▸ **THE PROBLEM**: Scan the records for the string "each" and copy every line that holds it.

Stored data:
☆ ☆ ☆ ☆ ☆ ☆ ☆
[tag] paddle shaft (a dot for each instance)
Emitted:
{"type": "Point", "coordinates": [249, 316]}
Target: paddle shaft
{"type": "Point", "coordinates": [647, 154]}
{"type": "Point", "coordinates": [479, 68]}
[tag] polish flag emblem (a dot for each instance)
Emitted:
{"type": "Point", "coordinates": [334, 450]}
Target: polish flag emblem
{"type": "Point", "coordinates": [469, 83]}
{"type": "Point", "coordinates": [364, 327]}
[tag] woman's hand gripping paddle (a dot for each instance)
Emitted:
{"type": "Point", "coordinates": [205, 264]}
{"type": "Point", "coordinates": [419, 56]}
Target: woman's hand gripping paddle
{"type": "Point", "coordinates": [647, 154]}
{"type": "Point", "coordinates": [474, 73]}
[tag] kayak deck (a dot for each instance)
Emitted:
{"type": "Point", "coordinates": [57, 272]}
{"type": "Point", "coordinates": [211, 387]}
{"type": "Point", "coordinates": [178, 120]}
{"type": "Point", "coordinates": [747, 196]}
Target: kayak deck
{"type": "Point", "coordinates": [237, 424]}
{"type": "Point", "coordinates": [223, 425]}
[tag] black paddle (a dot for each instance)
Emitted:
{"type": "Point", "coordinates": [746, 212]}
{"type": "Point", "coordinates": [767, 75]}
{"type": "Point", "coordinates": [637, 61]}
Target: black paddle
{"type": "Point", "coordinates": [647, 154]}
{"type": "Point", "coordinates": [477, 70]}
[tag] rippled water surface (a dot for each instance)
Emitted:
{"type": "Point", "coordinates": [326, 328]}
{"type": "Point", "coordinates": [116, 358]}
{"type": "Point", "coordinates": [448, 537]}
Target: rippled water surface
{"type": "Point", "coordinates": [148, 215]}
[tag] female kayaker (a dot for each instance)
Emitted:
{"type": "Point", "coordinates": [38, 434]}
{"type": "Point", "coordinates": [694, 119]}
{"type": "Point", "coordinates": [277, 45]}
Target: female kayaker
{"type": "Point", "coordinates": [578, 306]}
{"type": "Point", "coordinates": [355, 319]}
☆ ☆ ☆ ☆ ☆ ☆ ☆
▸ **OUTPUT OF THE EXERCISE**:
[tag] paddle shaft (a dot for each instance)
[tag] polish flag emblem (a dot for each instance)
[tag] woman's hand gripping paddle (a dot for each instance)
[tag] kayak deck (a dot for each instance)
[tag] black paddle (a dot for each instance)
[tag] rippled water surface (a dot for each instance)
[tag] female kayaker (a dot for each instance)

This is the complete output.